_POTONGAN DOKUMEN_:
● ● ● ●

Senin, 24 Juli 2017

PELAJARAN BERHARGA DARI SEORANG BAPAK



Saya baru sempat menuliskannya sekarang. Sebenarnya usai ngobrol santai itu, saya ingin sekali menuliskannya. Meski terlambat, namun setidaknya saya masih ingat betul apa yang diceritakannya.

Pagi itu, saya sedang berada di kamar kost. Saya biasanya melakukan bersih-bersih kamar sebelum melanjutkan aktivitas lain yang sifatnya akademis.

Untuk menghilangkan pengapnya kamar saya membuka pintu dan jendela. Udara pagi ditambah hangatnya mentari di pagi itu cukup menambah semangat. Di luar sana, tepat di sebelah kanan jendela saya terdapat keran air yang biasa kami manfaatkan airnya untuk mencuci pakaian, berwudhu, cuci tangan dan aktifitas bersih diri lainnya. Terlihat seorang bapak tua yang sedang mencuci pakaiannya. Dengan posisi duduk dengan bak berisi rendaman pakaian di depannya dan dikuceknya perlahan.

Perlu diketahui, ia adalah pedagang martabak yang juga satu kost dengan saya. Kamarnya kebetulan berdekatan dengan kamar saya. Ia tinggal sendirian saja di kamar itu. Namun, kebanyakan hanya singgah sebentar lalu pergi, mengingat ia juga memiliki kontrakan lain tidak jauh dari kost yang dihuni bersama istri dan seorang anaknya yang masih kecil.

Sambil mencuci ia mulai membuka pembicaraan ringan dengan menyapa dan berbasa basi. Saya pun menimpali dengan baik. Sampai pada akhirnya ia mulai bercerita tentang keluarganya, terutama mengenai anak-anaknya. Ia mempunyai empat orang anak. Anak pertama dan ke dua perempuan, sementara anak ke tiga dan keempat adalah laki-laki. Anak pertamanya sudah menikah, anak kedua masih kuliah semester lima, anak ke tiga masih sekolah di SMP dan anak ke empat masih duduk di bangku SD.

Ia menceritakan nasib anak pertamanya yang kurang beruntung dalam kehidupan rumah tangganya. Sebelum menikah, sang bapak berpesan agar anaknya benar-benar memanfaatkan waktunya untuk belajar. Bahkan setamat sekolah SMA sang bapak sanggup menguliahkannya, asal belajar dengan baik. Selama sekolah, ia pernah dilihat dibawa oleh seorang pemuda yang kelihatannya bukan pemuda baik-baik. Ancamanpun di berikan ke putri pertamanya itu. Ia tegaskan bahwa anak gadisnya itu boleh memilih, serius belajar atau menikah saja jika tidak serus sekolah. Namun si anak minta untuk tetap sekolah.

● ● ● ●

_DAFTAR CATATAN_:
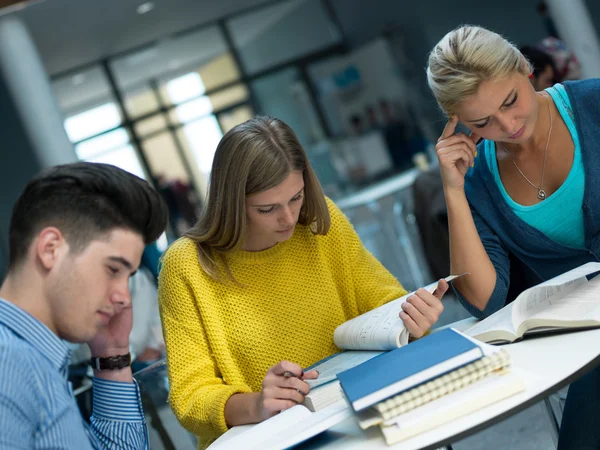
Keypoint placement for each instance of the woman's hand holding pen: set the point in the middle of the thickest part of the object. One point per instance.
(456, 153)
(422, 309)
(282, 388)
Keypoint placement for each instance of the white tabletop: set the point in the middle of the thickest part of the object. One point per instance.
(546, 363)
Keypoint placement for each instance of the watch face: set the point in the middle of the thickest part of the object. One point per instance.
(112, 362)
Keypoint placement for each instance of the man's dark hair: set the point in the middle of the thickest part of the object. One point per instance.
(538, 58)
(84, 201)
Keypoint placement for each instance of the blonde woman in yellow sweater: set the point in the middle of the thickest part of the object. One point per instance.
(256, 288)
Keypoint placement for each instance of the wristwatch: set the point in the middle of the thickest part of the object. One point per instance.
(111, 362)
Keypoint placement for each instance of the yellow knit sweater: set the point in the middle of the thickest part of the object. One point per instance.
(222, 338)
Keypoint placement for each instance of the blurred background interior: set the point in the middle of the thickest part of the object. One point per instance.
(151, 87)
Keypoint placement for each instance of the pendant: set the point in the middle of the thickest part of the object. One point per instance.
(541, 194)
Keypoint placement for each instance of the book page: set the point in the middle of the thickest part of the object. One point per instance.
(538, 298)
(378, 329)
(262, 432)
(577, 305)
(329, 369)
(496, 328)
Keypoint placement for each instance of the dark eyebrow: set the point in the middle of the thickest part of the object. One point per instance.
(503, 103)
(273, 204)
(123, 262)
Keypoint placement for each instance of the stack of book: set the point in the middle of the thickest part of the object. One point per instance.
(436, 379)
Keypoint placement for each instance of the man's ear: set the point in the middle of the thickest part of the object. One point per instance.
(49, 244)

● ● ● ●

_TUGAS ANDA_:
(1) Sebutkan semua kegiatan yang menurut tulisan tentang pelajaran dari seorang bapak memanfaatkan air dari keran di samping jendela.
(2) Tuliskan kembali bagian tulisan tentang pelajaran dari seorang bapak yang diawali dengan kata-kata berisi "Senin, 24 Juli" dan diakhiri dengan "yang sifatnya akademis.", lalu ganti "kamar kost" dengan "kamar sewa".
(3) Lanjutkan tulisan tentang pelajaran dari seorang bapak mulai dari bagian terakhir yang ditampilkan.

_HASIL TUGAS_:
(1) Mencuci pakaian, berwudhu, cuci tangan, dan aktifitas bersih diri lainnya.

(2)
Senin, 24 Juli 2017

PELAJARAN BERHARGA DARI SEORANG BAPAK



Saya baru sempat menuliskannya sekarang. Sebenarnya usai ngobrol santai itu, saya ingin sekali menuliskannya. Meski terlambat, namun setidaknya saya masih ingat betul apa yang diceritakannya.

Pagi itu, saya sedang berada di kamar sewa. Saya biasanya melakukan bersih-bersih kamar sebelum melanjutkan aktivitas lain yang sifatnya akademis.

(3)
Namun sayang seribu sayang, kejadian memalukan menimpanya. Anaknya dihamili oleh seorang kernet bus antar propinsi yang berasal dari salah satu daerah di jawa barat. Singkat cerita, anaknya itu terpaksa dinikahkan dengan kernet itu. 

Untung tak dapat diraih, malang tak bisa dibendung. Putri pertama sang bapak mengalami penderitaan dalam menjalani kehidupan pernikahannya. Suaminya tidak bertanggung jawab dalam menafkahinya. Setelah usut punya usut suaminya itu hanya mencari uang untuk orang tuanya yang kondisinya sangat miskin. Mereka tinggal di terminal, ayahnya menjual rokok keliling sementara ibunya tidak bekerja apa-apa. Namun bukan itu yang disesalkan, disamping uang untuk orang tuanya, uangnya juga habis di meja judi dan untuk membeli minuman keras.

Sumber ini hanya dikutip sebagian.